### 所给文本
金字塔层数level=5                                                金字塔层数level=10

  

　　附上自己实现pyrDown和pyrUp写的拉普拉斯融合，仅供参考：

#include <opencv2opencv.hpp>
#include <iostream>
#include <string>

using namespace std;

//#define DEBUG


void borderInterp(cv::Mat &_src, int radius)
{
    int imgH = _src.rows;
    int imgW = _src.cols;
    float *pSrc = (float*)_src.data;
    for (int i = radius; i < imgH-radius*2; i++)
    {
        for (int j = 0; j < 2; j++)
        {
            int srcIdx = (i*imgW + j + 3) * 3;
            int dstIdx = (i*imgW + j) * 3;
            pSrc[dstIdx] = pSrc[srcIdx];
            pSrc[dstIdx + 1] = pSrc[srcIdx + 1];
            pSrc[dstIdx + 2] = pSrc[srcIdx + 2];
        }
        for (int j = imgW - radius; j < imgW; j++)
        {
            int srcIdx = (i*imgW + j - 3) * 3;
            int dstIdx = (i*imgW + j) * 3;
            pSrc[dstIdx] = pSrc[srcIdx];
            pSrc[dstIdx + 1] = pSrc[srcIdx + 1];
            pSrc[dstIdx + 2] = pSrc[srcIdx + 2];

        }
    }
    for (int j = 0; j < imgW; j++)
    {
        for (int i = 0; i < 2; i++)
        {
            int srcIdx = ((i + 3)*imgW + j) * 3;
            int dstIdx = (i*imgW + j) * 3;
            pSrc[dstIdx] = pSrc[srcIdx];
            pSrc[dstIdx + 1] = pSrc[srcIdx + 1];
            pSrc[dstIdx + 2] = pSrc[srcIdx + 2];
        }
        for (int i = imgH - radius; i < imgH; i++)
        {
            int srcIdx = ((i - 3)*imgW + j) * 3;
            int dstIdx = (i*imgW + j) * 3;
            pSrc[dstIdx] = pSrc[srcIdx];
            pSrc[dstIdx + 1] = pSrc[srcIdx + 1];
            pSrc[dstIdx + 2] = pSrc[srcIdx + 2];
        }
    }
}

void myPyrDown(cv::Mat src, cv::Mat &dst, cv::Size dSize)

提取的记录
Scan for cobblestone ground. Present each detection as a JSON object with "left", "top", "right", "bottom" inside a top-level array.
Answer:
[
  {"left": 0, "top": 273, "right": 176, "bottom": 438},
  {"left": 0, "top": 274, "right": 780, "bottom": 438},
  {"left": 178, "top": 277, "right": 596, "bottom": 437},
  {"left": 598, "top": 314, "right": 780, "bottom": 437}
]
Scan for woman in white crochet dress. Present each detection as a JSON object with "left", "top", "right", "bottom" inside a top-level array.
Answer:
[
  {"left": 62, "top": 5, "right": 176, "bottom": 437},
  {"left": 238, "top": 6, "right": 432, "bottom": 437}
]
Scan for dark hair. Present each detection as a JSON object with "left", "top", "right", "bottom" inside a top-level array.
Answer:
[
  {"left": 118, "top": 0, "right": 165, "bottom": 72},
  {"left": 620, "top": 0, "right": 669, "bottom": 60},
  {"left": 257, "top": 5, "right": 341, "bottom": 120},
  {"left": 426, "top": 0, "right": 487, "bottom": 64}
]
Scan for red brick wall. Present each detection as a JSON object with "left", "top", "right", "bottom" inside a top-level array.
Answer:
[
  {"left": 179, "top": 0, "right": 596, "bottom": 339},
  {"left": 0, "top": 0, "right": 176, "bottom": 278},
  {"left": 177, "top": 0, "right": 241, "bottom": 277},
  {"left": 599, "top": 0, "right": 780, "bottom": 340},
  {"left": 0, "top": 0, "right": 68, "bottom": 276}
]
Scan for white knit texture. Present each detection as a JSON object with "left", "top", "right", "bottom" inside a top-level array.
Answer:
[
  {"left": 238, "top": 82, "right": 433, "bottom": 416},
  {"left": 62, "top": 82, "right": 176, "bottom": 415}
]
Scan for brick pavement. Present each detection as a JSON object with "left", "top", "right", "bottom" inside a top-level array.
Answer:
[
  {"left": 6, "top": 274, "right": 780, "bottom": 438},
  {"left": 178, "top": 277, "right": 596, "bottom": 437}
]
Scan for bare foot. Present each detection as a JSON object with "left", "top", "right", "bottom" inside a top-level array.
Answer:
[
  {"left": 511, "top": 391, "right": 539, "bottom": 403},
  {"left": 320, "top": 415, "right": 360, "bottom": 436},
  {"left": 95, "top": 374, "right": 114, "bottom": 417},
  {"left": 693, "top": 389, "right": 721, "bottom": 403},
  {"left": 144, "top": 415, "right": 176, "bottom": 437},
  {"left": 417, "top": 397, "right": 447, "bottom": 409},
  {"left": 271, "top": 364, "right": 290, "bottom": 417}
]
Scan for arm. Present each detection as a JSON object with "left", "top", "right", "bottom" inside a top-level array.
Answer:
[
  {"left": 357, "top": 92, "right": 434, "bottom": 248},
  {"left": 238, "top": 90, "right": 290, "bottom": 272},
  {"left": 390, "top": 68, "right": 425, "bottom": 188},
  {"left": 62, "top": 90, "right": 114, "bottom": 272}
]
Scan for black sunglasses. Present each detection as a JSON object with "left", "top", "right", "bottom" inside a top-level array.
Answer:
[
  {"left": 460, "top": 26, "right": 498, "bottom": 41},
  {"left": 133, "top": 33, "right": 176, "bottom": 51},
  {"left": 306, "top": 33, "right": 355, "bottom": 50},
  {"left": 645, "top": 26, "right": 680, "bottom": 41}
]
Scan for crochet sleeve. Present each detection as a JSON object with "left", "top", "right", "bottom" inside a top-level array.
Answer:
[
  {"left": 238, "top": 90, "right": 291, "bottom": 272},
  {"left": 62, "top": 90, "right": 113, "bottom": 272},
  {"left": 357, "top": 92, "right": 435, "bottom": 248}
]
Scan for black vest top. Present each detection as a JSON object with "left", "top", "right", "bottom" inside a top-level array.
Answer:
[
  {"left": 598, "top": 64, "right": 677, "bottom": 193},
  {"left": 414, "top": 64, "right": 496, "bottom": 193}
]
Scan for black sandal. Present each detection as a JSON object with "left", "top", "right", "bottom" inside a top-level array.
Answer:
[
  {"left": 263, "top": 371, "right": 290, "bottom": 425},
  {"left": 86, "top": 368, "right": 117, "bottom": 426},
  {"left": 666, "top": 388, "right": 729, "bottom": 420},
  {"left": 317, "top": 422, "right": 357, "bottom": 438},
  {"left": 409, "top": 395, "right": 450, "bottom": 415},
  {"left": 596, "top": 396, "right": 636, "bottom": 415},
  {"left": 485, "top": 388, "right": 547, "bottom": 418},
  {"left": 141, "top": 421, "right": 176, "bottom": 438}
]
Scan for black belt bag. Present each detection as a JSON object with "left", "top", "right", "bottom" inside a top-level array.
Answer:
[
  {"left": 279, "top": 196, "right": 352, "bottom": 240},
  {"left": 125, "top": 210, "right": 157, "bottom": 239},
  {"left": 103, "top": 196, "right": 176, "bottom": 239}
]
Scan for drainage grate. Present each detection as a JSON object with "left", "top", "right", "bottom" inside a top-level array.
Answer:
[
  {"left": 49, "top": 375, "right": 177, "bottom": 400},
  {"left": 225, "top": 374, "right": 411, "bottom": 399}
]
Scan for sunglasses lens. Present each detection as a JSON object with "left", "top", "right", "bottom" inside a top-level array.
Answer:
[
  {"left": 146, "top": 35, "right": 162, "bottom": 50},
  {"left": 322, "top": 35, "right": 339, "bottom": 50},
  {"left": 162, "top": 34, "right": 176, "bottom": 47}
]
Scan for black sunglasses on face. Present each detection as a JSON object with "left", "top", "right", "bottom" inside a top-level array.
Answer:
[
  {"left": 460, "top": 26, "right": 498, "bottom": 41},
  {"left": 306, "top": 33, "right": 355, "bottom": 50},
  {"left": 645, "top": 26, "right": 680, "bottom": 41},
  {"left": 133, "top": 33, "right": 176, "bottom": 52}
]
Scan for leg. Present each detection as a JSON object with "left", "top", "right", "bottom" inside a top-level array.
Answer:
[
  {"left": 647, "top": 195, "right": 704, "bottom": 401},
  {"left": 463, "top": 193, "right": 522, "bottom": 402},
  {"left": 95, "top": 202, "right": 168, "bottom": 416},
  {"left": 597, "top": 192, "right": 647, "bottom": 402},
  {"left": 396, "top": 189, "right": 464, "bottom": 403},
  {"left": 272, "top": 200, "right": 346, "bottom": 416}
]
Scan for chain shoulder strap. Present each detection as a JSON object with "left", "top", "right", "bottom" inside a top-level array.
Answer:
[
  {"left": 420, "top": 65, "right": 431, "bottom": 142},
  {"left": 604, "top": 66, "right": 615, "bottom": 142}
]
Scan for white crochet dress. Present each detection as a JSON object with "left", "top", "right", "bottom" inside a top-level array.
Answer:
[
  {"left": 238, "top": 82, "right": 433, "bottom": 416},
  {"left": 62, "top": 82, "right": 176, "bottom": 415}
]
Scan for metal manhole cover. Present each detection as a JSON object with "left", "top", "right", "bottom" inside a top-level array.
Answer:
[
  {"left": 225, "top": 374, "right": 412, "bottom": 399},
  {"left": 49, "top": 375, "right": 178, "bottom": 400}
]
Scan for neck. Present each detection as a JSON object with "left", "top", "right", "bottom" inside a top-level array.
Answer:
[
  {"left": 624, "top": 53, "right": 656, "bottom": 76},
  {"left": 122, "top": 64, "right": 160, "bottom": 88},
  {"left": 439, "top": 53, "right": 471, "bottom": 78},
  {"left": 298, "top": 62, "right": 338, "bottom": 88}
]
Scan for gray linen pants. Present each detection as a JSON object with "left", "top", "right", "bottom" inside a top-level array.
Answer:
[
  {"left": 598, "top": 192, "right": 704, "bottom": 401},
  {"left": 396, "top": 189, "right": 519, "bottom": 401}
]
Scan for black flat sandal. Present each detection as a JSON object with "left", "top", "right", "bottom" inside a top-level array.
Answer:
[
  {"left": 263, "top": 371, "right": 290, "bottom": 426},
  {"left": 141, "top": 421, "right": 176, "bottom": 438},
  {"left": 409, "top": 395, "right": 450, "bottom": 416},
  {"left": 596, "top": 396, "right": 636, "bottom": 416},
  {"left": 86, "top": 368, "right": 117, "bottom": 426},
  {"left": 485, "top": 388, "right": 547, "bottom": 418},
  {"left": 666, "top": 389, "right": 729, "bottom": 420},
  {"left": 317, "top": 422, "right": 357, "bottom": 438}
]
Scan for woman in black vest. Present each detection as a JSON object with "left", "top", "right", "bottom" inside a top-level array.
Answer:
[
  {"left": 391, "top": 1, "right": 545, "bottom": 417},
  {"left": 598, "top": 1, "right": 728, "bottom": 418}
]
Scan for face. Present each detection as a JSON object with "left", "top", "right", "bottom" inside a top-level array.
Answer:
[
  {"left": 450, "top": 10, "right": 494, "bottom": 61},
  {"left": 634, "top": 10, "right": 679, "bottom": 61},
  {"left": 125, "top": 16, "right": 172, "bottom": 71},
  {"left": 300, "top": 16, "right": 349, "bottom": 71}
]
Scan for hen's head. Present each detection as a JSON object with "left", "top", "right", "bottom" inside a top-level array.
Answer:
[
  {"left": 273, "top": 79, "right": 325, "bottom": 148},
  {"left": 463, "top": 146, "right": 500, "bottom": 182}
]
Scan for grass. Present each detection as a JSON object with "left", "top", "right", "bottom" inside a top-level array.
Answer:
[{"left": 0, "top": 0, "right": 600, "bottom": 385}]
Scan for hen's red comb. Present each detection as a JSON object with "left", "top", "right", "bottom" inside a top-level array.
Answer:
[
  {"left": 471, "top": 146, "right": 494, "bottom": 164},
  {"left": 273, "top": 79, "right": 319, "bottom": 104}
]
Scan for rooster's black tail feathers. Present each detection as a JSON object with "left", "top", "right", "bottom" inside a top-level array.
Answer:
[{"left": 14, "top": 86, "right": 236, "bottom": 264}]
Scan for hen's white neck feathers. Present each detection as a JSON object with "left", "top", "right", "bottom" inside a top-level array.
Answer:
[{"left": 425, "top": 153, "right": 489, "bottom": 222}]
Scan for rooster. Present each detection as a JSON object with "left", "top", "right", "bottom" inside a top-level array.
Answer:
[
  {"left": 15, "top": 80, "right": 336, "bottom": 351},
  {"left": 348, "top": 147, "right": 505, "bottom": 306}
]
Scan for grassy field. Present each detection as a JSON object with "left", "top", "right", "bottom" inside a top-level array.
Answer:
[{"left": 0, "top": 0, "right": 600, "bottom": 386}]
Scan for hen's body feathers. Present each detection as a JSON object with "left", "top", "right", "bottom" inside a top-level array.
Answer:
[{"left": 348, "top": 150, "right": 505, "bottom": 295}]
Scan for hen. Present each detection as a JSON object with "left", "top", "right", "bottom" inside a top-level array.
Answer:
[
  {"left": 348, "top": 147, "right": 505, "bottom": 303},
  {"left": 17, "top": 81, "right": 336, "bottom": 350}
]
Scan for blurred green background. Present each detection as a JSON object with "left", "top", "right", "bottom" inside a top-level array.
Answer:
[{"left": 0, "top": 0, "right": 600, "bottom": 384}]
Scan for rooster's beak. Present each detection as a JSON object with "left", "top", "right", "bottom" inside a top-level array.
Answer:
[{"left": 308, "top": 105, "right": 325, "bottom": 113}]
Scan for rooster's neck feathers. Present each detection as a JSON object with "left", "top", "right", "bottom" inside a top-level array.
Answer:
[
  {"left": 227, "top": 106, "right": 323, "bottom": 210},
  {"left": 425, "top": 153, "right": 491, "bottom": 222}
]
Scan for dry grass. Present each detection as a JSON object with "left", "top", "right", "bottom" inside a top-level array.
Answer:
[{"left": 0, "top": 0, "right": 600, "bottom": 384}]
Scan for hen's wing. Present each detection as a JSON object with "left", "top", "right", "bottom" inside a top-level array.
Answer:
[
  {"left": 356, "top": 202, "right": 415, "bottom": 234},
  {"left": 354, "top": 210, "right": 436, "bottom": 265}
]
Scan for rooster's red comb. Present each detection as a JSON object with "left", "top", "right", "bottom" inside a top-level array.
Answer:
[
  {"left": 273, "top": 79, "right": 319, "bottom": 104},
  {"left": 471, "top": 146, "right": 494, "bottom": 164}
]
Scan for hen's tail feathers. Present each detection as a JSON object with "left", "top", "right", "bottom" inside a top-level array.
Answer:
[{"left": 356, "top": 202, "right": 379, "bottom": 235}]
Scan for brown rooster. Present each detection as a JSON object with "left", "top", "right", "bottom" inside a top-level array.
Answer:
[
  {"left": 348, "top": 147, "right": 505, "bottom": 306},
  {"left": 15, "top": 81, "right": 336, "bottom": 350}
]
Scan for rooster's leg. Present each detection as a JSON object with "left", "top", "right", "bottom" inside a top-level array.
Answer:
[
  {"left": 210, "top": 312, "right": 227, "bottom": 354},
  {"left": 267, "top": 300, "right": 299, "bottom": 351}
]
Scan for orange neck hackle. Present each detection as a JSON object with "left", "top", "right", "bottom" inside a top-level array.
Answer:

### 任务与练习
1. 把记录中从含有“Scan for rooster's red”的那一行起、一直到记录末尾的各行改写为编号列表，首尾两端都包括在内，空行略去。
2. 从拉普拉斯融合实现的那篇文本停下的地方接着往下写。

### 任务答案
1.
1. Scan for rooster's red comb. Present each detection as a JSON object with "left", "top", "right", "bottom" inside a top-level array.
2. Answer:
3. [
4.   {"left": 273, "top": 79, "right": 319, "bottom": 104},
5.   {"left": 471, "top": 146, "right": 494, "bottom": 164}
6. ]
7. Scan for hen's tail feathers. Present each detection as a JSON object with "left", "top", "right", "bottom" inside a top-level array.
8. Answer:
9. [{"left": 356, "top": 202, "right": 379, "bottom": 235}]
10. Scan for brown rooster. Present each detection as a JSON object with "left", "top", "right", "bottom" inside a top-level array.
11. Answer:
12. [
13.   {"left": 348, "top": 147, "right": 505, "bottom": 306},
14.   {"left": 15, "top": 81, "right": 336, "bottom": 350}
15. ]
16. Scan for rooster's leg. Present each detection as a JSON object with "left", "top", "right", "bottom" inside a top-level array.
17. Answer:
18. [
19.   {"left": 210, "top": 312, "right": 227, "bottom": 354},
20.   {"left": 267, "top": 300, "right": 299, "bottom": 351}
21. ]
22. Scan for orange neck hackle. Present each detection as a JSON object with "left", "top", "right", "bottom" inside a top-level array.
23. Answer:

2.
{
    dSize = dSize.area() == 0 ? cv::Size((src.cols + 1) / 2, (src.rows + 1) / 2) : dSize;

    float scale = 1. / 16;

    int imgH = src.rows;
    int imgW = src.cols;
    cv::Mat _src = cv::Mat::zeros(imgH + 4, imgW + 4, CV_32FC3);
    int _imgH = _src.rows;
    int _imgW = _src.cols;
    src.copyTo(_src(cv::Rect(2, 2, imgW, imgH)));
    borderInterp(_src, 2);

    //高斯卷积
    cv::Mat gaussImg = cv::Mat::zeros(imgH, imgW, CV_32FC3);
    cv::Mat tmpRowGaussImg = _src.clone();
    float *pSrc = (float*)_src.data;
    float *pRowGaussImg = (float*)tmpRowGaussImg.data;
    //行卷积
    for (int i = 2; i < imgH+2; i++)
    {
        for (int j = 2; j < imgW+2; j++)
        {
            float val[3] = { 0 };
            int idx = i*_imgW + j;
            for (int chan = 0; chan < 3; chan++)
            {
                val[chan] += pSrc[(idx - 2) * 3 + chan] + pSrc[(idx + 2) * 3 + chan]
                    + 4 * (pSrc[(idx - 1) * 3 + chan] + pSrc[(idx + 1) * 3 + chan])
                    + 6 * pSrc[idx * 3 + chan];
            }
            pRowGaussImg[idx * 3] = val[0] * scale;
            pRowGaussImg[idx * 3 + 1] = val[1] * scale;
            pRowGaussImg[idx * 3 + 2] = val[2] * scale;
        }
    }

    float *pGaussImg = (float*)gaussImg.data;
    //列卷积
    for (int j = 0; j < imgW; j++)
    {
        for (int i = 0; i < imgH; i++)
        {
            int gi = i + 2;
            int gj = j + 2;
            float val[3] = { 0 };
            int idx = gi*_imgW + gj;
            for (int chan = 0; chan < 3; chan++)
            {
                val[chan] += pRowGaussImg[(idx-2*_imgW) * 3 + chan] + pRowGaussImg[(idx + 2*_imgW) * 3 + chan]
                    + 4 * (pRowGaussImg[(idx - _imgW) * 3 + chan] + pRowGaussImg[(idx + _imgW) * 3 + chan])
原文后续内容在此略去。